[WHAT YOU NEED TO DO] Gather every line of the rows below that contains the string "between" and copy each one out. Uppercase and lowercase letters count as different.

** BEGIN PROVIDED RECORDS **

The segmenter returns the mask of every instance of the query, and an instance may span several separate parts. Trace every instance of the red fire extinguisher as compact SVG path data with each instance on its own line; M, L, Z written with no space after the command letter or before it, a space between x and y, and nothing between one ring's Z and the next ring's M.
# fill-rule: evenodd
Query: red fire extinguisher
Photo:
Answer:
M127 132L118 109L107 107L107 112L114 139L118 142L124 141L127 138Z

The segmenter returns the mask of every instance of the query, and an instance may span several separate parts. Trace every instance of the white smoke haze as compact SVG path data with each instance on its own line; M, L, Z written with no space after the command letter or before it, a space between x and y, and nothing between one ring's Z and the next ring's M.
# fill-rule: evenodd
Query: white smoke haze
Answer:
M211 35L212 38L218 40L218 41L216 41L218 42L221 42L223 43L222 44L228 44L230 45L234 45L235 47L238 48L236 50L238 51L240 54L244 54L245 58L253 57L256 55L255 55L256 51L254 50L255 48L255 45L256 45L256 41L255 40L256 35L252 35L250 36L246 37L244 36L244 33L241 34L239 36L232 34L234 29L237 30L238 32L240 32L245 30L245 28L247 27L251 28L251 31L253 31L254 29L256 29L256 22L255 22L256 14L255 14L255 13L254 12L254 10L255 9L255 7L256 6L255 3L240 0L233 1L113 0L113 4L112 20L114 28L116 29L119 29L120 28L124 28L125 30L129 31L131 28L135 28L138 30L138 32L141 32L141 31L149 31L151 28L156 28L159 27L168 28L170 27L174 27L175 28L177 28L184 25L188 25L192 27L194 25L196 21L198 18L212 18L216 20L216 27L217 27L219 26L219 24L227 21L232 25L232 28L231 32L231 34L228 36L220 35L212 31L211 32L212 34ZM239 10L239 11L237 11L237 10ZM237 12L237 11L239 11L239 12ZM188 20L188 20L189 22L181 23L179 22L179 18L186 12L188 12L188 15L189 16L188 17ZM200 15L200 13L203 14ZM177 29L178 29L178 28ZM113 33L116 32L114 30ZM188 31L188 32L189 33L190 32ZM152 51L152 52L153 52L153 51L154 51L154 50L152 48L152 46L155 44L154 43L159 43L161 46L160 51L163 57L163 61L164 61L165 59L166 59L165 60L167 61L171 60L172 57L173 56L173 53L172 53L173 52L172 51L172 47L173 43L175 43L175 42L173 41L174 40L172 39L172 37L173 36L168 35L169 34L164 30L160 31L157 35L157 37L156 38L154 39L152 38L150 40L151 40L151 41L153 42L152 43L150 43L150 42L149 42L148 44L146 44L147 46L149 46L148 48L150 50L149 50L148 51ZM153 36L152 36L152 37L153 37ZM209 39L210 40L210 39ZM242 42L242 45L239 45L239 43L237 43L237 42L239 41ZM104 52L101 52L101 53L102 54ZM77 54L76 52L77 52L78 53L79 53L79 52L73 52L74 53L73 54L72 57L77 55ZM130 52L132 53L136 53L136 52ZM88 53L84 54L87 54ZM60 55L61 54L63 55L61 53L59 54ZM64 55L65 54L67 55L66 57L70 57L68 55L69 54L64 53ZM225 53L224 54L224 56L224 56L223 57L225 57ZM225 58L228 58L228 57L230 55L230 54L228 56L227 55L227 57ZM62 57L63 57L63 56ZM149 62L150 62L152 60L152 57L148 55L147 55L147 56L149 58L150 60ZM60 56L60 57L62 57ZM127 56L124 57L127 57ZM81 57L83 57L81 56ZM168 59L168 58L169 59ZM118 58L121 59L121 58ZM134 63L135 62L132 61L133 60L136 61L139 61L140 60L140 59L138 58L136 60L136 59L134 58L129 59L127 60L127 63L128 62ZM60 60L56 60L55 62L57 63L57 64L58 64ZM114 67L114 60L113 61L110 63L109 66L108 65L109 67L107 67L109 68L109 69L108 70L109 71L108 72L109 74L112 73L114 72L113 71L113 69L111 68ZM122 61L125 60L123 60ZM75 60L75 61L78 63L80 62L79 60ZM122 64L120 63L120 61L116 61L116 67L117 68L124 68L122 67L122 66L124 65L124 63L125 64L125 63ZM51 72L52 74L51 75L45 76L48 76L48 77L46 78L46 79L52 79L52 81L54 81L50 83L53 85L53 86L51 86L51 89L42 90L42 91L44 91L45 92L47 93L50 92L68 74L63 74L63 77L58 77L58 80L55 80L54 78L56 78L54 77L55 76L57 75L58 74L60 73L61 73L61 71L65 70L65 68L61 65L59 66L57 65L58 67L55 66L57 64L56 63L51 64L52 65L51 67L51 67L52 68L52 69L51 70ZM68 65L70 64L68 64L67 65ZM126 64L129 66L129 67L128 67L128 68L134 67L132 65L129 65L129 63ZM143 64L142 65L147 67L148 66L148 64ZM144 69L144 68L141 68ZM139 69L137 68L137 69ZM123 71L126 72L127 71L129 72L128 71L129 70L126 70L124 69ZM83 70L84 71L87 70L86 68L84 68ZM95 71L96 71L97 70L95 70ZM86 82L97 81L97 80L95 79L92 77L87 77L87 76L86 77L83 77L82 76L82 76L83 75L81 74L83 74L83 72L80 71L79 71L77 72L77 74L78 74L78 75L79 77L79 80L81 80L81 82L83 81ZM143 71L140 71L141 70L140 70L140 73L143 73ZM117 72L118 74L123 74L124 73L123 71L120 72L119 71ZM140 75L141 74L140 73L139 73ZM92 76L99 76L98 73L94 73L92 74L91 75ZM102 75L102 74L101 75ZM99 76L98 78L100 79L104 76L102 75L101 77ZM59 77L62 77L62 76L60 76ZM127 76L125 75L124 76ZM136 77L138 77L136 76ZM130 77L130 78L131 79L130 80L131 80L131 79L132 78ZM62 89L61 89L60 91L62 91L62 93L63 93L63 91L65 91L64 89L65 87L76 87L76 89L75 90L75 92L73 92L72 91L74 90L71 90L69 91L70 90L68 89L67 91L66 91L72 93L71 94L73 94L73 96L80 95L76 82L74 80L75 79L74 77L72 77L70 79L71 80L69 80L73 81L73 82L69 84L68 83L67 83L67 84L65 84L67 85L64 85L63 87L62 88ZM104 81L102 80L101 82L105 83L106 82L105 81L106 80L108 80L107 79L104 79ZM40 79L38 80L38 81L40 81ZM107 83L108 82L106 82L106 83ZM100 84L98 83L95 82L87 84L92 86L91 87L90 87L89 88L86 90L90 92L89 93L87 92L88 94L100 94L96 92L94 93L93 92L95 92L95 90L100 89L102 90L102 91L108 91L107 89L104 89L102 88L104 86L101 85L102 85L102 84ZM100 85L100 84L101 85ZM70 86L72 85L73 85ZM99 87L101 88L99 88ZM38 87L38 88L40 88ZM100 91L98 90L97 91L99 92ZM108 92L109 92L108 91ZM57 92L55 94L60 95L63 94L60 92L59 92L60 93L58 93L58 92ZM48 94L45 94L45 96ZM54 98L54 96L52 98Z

** END PROVIDED RECORDS **

[EXERCISE ANSWER]
The segmenter returns the mask of every instance of the query, and an instance may span several separate parts. Trace every instance of the red fire extinguisher as compact SVG path data with each instance on its own line; M, L, Z written with no space after the command letter or before it, a space between x and y, and nothing between one ring's Z and the next ring's M.
The segmenter returns the mask of every instance of the query, and an instance may span several separate parts. Trace every instance of the white smoke haze as compact SVG path data with each instance on its own line; M, L, Z written with no space after the command letter or before it, a space between x and y, and nothing between one ring's Z and the next ring's M.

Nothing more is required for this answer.